**Task directions:**
Shift the coordinates in the entries below, from the line holding "Locate one point per instance of the water" through the line holding "[(342, 73), (102, 98)]", inclusive, by adding 18 to every number. Write out every line in that span again, keeping everything else unchanged.

....................

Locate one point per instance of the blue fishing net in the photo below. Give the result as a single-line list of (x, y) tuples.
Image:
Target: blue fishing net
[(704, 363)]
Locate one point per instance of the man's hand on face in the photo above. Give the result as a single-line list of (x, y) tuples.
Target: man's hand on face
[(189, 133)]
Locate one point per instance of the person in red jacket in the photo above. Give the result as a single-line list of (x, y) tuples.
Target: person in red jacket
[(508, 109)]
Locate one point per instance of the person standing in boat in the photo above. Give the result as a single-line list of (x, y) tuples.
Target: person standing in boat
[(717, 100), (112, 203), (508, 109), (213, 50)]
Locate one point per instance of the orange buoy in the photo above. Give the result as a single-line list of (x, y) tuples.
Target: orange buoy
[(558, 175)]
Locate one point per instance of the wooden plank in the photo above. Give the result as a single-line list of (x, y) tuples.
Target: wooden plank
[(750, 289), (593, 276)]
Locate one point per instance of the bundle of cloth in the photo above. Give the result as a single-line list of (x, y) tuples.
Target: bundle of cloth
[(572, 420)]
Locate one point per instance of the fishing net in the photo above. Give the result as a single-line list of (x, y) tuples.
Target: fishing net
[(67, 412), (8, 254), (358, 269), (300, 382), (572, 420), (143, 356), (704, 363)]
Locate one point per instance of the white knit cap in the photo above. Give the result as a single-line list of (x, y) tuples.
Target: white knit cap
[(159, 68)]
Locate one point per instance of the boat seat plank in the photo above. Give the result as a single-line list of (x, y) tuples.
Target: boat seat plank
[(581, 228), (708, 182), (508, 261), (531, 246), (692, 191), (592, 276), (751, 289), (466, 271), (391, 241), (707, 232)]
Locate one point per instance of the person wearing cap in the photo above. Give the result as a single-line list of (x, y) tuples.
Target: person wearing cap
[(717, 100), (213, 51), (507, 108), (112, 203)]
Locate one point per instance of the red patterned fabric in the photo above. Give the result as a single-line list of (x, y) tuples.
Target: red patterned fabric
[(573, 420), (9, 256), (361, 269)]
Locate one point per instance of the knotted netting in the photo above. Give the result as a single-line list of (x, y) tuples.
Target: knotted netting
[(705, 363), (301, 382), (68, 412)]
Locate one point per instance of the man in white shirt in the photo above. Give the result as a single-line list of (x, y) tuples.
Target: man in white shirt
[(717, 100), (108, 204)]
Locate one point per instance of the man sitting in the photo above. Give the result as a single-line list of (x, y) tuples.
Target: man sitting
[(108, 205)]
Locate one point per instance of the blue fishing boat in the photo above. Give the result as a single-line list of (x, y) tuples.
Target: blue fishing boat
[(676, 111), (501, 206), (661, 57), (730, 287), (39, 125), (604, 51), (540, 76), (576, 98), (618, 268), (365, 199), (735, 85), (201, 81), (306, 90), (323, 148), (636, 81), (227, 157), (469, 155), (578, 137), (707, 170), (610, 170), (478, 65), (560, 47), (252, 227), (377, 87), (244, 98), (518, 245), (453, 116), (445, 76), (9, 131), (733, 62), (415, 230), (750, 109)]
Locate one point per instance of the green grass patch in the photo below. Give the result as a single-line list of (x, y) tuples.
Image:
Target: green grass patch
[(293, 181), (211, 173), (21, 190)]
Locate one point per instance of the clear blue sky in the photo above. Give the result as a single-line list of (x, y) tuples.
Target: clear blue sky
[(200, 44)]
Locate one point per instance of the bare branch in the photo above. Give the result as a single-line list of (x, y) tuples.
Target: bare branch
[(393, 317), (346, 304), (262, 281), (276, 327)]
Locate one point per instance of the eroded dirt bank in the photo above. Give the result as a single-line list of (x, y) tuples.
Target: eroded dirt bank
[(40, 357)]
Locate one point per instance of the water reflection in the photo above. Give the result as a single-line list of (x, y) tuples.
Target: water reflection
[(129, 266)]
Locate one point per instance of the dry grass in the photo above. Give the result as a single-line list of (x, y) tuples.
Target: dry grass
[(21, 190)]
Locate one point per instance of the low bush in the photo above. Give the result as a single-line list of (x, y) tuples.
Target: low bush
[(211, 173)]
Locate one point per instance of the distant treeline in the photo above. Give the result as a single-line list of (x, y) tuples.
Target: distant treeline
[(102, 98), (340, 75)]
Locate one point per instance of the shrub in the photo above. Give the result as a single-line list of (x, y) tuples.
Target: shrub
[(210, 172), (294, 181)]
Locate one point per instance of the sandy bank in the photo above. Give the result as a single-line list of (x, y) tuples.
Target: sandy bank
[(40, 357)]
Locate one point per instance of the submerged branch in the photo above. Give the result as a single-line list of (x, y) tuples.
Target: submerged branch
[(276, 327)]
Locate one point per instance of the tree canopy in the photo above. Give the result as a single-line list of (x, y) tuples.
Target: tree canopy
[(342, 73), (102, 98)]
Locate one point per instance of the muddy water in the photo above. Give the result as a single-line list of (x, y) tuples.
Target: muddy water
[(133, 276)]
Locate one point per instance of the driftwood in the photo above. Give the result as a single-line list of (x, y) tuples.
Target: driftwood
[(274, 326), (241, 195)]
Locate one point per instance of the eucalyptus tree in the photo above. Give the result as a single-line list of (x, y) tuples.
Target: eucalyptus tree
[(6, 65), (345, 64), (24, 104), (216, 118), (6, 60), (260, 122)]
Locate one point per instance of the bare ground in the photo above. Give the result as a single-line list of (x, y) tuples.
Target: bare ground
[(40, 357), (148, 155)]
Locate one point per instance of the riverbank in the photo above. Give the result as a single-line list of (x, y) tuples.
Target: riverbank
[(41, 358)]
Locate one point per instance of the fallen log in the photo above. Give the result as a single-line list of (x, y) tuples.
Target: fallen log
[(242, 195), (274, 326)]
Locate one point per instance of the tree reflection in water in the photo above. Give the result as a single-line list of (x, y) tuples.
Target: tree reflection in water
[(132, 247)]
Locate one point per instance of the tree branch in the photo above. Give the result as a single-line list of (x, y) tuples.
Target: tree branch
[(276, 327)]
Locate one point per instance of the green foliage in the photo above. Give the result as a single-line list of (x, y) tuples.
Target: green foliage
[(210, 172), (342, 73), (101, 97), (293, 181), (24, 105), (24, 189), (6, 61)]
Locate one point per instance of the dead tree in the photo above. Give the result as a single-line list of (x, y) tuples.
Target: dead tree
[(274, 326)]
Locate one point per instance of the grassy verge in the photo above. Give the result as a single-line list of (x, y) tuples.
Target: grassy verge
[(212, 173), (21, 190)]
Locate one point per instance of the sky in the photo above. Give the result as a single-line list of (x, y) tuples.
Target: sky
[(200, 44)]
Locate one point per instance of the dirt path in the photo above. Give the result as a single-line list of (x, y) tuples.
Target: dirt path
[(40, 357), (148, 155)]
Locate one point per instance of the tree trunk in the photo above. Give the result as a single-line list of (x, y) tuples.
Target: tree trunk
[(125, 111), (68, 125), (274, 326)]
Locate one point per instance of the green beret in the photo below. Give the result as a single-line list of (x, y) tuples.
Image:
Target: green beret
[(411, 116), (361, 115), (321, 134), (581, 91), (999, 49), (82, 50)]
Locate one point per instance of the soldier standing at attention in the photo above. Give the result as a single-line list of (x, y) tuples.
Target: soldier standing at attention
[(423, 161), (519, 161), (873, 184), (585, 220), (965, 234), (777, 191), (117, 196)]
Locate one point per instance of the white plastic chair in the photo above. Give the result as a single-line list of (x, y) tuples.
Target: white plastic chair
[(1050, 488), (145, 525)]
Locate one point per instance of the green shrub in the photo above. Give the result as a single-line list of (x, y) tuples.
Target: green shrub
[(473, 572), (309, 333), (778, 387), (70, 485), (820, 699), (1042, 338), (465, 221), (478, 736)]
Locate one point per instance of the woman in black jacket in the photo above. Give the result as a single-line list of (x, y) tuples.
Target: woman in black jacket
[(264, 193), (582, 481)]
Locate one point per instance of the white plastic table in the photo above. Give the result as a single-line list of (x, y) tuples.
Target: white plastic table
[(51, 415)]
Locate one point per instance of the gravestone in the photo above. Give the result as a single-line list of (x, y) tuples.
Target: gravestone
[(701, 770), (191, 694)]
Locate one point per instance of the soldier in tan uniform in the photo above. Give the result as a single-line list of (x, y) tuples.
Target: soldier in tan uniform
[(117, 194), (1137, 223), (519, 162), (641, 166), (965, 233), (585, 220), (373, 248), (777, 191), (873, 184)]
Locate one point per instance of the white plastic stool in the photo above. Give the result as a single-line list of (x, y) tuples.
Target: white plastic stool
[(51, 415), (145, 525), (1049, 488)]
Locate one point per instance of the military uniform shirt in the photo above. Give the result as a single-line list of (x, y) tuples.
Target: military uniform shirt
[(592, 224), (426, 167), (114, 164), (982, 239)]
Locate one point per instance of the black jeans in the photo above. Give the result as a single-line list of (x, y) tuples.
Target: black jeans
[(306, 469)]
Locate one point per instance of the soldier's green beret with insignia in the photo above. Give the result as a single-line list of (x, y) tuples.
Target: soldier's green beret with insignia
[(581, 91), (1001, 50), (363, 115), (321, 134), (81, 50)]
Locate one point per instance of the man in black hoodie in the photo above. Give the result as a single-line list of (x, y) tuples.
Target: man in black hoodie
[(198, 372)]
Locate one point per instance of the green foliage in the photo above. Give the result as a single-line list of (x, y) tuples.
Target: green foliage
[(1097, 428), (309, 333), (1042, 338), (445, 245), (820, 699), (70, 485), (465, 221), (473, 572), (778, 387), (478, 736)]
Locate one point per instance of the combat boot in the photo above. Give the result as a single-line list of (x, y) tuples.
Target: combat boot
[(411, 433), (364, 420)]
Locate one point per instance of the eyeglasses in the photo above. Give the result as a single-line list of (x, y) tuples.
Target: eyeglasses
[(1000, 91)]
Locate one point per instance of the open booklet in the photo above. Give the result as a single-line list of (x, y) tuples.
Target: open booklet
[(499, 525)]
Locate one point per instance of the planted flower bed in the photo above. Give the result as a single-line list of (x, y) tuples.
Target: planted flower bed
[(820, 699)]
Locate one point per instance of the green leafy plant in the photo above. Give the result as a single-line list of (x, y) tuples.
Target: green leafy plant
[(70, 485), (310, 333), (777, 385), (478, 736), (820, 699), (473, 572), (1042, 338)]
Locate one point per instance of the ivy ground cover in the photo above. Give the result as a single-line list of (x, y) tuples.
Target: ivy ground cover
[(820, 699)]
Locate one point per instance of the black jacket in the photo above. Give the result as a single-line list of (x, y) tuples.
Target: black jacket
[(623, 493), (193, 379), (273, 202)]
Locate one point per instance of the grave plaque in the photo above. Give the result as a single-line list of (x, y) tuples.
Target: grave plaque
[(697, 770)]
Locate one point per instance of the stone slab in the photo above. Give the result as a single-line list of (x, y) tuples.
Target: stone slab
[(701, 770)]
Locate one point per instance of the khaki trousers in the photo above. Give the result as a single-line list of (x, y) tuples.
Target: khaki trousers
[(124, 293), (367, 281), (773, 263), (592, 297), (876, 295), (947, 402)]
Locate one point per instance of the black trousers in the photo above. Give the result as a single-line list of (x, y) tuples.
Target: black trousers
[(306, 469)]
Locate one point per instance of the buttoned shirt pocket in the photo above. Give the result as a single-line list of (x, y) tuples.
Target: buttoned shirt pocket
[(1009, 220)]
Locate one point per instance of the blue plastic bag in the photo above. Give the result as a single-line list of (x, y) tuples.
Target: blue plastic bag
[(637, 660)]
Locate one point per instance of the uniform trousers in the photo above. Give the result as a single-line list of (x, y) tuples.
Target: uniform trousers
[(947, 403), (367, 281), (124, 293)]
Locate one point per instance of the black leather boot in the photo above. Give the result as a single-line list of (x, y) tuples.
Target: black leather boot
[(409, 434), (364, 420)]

....................

**Task solution:**
Locate one point per instance of the water reflection in the photo above. Give the result as a single-line list of (x, y) tuples.
Target: water reflection
[(147, 284)]
Locate one point per instance of the dry grass in the photo above. Give the result as a single-line list of (x, y) tuples.
Target: dry grass
[(39, 208)]
Locate one point per instance of the low bush in the photo above. Give the result as a single-line list of (x, y) tuples.
Target: low bush
[(229, 191)]
Locate one point per instance of the distant treeline in the photo above. Give the result as a single-line list of (x, y) tuples.
Target: distant treeline
[(120, 116), (358, 93)]
Locate one point per instance of the shrub in the photo above. Give the result as a single-line list of (x, y) tuples.
Target: shrub
[(228, 190), (312, 199)]
Locate one point per instance of the sandy bank in the photo above. Give the result as a single-line list of (x, y) tuples.
Target: sandy bank
[(58, 375)]
Locate one point per instance of the submerged branch in the photo above. Give the result as a single-line list of (x, y) tuples.
Target: submerged branch
[(294, 345)]
Locate one point per instance of the tree canopy in the photo above. Give the result as a single-line list of (x, y) tuples.
Target: tree canopy
[(360, 91), (120, 116)]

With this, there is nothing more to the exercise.